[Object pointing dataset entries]
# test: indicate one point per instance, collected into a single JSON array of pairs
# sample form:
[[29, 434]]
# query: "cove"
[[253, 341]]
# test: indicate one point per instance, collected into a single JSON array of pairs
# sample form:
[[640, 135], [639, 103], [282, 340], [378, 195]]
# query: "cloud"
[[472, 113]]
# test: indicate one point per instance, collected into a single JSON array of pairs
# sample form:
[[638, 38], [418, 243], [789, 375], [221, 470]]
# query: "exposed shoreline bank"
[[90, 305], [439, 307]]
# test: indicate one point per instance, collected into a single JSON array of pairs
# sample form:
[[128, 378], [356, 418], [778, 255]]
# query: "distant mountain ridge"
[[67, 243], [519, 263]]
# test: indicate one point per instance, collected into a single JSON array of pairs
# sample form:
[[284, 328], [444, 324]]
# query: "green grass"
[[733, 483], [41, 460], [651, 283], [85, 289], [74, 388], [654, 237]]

### Instructions to follow
Reproduce every entry above in full, requests included, multiplying each point coordinate in the answers by 1.8 and rounding to the nearest whole number, with halves rounded up. Leave all numbers in the requests and their sample forms unchanged.

### Response to the task
# test: indicate one point per instance, collected into a single JSON array of pairs
# sample form:
[[29, 434]]
# query: "cove"
[[455, 614]]
# test: indicate one point per instance, collected into a single JSON array of pairs
# sample form:
[[640, 135], [639, 103], [282, 340], [378, 195]]
# query: "cloud"
[[850, 203]]
# test: indicate one point per instance, collected into a single JSON array of pairs
# sample form:
[[638, 38], [418, 243], [789, 375], [221, 470]]
# query: "exposed shoreline bank"
[[162, 549], [790, 553]]
# test: indicate one point per instance, collected into a single JSON array of pairs
# sample form:
[[128, 378], [356, 418], [778, 255]]
# query: "distant mountain ridge"
[[121, 437], [934, 473]]
# test: indicate one point per instance, collected into a single JSON array of pairs
# sample form:
[[284, 328], [444, 324]]
# query: "green grass"
[[1319, 869], [74, 828], [1172, 509], [153, 520], [133, 698], [1177, 427]]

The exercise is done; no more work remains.